> **What is needed**:
Locate each line in the material below that contains the string "brick" and copy every such line in full. The match is case-sensitive.

## start Data listing

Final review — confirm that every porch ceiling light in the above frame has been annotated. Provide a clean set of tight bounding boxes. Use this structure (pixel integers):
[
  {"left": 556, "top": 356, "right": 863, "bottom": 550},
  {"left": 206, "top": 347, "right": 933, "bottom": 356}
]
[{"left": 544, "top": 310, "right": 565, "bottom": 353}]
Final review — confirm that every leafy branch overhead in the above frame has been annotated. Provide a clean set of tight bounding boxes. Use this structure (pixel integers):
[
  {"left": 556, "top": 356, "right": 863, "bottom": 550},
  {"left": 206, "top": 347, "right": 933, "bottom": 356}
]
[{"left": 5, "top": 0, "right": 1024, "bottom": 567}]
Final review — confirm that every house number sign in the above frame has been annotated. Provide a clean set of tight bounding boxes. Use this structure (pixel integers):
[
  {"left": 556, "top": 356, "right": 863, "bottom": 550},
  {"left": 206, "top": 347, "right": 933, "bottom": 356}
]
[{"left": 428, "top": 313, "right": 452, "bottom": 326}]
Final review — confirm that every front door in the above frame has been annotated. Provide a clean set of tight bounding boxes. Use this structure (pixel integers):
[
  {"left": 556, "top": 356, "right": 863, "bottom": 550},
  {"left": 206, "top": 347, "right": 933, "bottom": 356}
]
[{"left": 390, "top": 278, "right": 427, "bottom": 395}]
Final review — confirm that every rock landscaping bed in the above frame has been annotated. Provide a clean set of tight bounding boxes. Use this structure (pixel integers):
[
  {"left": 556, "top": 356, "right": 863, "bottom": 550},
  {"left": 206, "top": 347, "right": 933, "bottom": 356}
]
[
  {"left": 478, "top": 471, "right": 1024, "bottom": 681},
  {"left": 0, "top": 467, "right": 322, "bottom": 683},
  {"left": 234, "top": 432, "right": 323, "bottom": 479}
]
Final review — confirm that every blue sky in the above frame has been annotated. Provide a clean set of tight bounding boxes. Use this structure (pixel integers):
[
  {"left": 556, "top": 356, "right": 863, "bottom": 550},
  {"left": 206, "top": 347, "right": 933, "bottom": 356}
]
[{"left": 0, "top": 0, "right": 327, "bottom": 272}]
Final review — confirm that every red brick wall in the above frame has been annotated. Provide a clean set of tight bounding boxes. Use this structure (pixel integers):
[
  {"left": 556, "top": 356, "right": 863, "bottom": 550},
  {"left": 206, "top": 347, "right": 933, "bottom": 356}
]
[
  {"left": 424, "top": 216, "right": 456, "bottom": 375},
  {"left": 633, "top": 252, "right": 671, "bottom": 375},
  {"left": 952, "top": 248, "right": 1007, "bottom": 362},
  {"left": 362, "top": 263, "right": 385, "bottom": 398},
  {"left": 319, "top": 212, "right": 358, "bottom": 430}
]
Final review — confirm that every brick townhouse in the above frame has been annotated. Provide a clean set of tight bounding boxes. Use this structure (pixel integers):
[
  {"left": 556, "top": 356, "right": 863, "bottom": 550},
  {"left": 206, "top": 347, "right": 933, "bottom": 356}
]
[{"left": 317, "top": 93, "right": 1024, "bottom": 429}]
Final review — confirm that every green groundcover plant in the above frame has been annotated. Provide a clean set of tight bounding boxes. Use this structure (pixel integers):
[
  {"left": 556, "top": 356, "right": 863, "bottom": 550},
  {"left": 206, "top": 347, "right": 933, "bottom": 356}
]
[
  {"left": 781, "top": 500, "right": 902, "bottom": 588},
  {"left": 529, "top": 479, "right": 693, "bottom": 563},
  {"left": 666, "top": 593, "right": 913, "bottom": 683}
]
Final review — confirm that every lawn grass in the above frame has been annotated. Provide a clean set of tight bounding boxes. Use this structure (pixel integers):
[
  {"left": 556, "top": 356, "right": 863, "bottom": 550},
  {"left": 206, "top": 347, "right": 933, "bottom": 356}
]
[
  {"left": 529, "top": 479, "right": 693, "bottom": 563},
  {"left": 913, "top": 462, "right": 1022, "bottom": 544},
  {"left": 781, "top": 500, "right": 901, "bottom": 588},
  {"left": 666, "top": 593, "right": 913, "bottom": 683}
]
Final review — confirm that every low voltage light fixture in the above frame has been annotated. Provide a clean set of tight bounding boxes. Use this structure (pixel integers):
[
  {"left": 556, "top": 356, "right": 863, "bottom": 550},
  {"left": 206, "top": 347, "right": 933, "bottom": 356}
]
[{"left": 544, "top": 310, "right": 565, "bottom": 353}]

## end Data listing

> **Final result**:
Final review — confirm that every red brick wall in the above frame has been annotated. Provide a clean set of tight bounding boxes. Use this structure (pixel integers):
Final review — confirm that every brick townhouse in the above frame has been annotated. Provide a clean set of tight bounding boxes. Use this structure (pixel integers):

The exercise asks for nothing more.